> **Assigned task**
Copy the result of filtering the entries below for lines that include the string "wasp".

(Natural language region descriptions)
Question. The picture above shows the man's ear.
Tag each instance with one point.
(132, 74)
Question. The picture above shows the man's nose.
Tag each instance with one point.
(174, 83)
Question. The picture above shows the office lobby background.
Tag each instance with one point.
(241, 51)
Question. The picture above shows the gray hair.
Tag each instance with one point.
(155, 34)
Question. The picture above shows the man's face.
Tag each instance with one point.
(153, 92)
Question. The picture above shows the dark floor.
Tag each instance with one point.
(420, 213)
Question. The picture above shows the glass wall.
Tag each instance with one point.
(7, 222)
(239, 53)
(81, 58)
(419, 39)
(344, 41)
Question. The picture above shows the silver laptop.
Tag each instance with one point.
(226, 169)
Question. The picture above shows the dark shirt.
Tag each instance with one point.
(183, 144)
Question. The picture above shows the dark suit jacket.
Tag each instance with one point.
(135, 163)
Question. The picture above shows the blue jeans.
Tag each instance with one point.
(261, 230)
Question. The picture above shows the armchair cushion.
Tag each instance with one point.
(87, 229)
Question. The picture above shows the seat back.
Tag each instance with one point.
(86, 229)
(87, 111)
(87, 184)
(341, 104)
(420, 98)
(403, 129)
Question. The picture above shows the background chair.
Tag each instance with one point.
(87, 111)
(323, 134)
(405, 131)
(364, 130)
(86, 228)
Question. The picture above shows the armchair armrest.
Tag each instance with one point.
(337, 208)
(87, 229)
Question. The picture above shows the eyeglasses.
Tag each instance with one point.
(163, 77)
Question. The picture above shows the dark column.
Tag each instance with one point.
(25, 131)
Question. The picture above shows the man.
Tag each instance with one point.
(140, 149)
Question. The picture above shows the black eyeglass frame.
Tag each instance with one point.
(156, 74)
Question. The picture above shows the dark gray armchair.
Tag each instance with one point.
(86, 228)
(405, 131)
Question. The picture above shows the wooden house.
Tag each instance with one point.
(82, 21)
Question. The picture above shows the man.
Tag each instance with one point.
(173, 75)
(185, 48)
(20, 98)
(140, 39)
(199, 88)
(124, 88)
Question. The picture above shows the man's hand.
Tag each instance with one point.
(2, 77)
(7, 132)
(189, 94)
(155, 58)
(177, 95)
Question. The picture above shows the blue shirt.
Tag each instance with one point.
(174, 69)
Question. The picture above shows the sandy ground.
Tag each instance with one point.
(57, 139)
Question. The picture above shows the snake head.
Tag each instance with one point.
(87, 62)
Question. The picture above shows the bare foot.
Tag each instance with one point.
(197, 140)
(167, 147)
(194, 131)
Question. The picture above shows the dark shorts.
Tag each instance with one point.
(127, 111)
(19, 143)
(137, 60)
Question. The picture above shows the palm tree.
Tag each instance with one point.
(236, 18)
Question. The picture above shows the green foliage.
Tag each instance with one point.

--

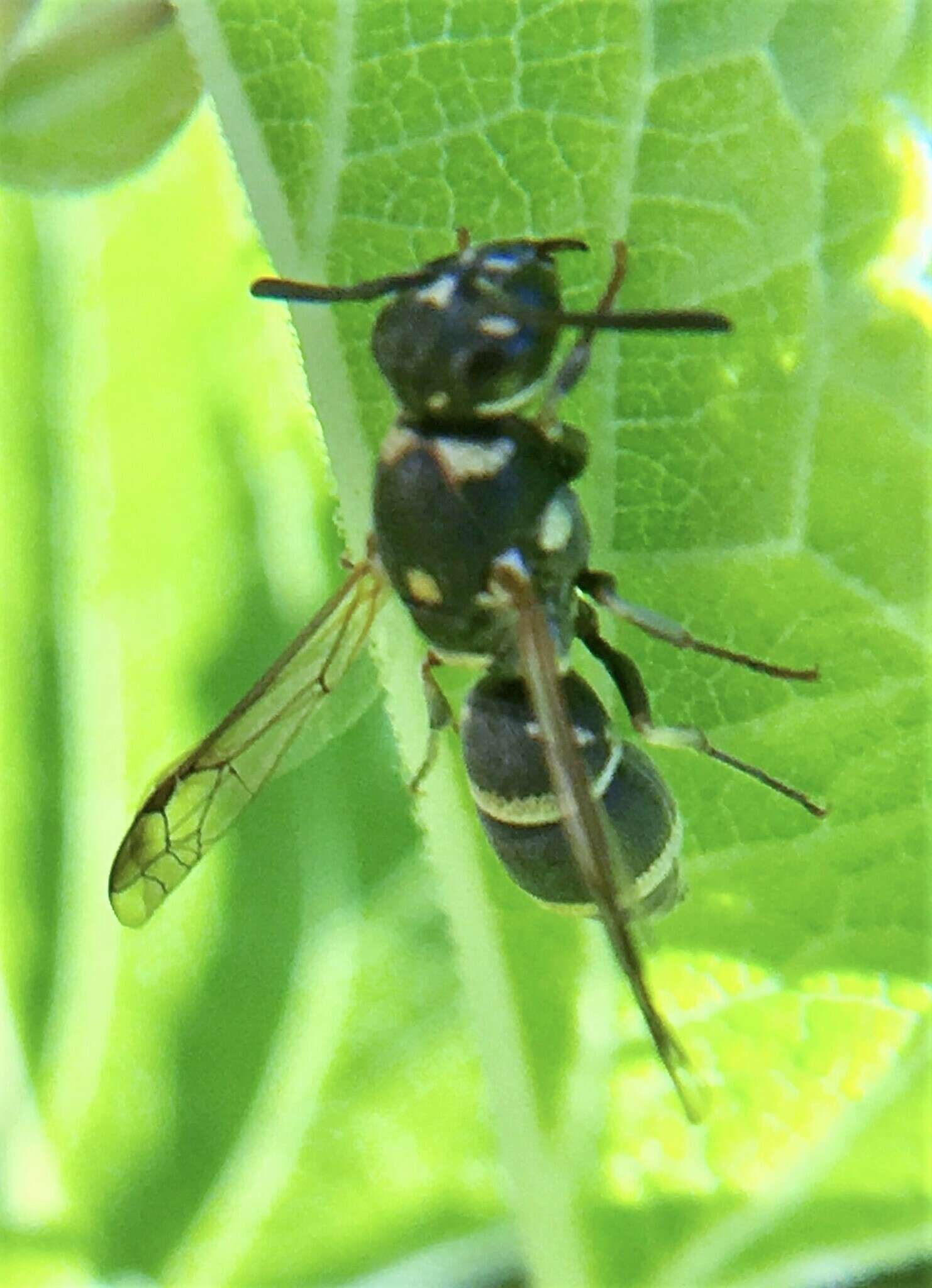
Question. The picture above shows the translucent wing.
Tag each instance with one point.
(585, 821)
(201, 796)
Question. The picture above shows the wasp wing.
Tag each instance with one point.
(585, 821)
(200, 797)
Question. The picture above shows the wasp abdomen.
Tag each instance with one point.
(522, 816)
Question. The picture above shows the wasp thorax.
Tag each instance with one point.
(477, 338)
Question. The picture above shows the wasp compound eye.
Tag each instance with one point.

> **Exercise output**
Question. The picture above shows the wasp wing.
Question. The picture above shows the wasp abdomen.
Question. The picture above shows the wasp thorax.
Question. The picture above shows the wasp compound eye.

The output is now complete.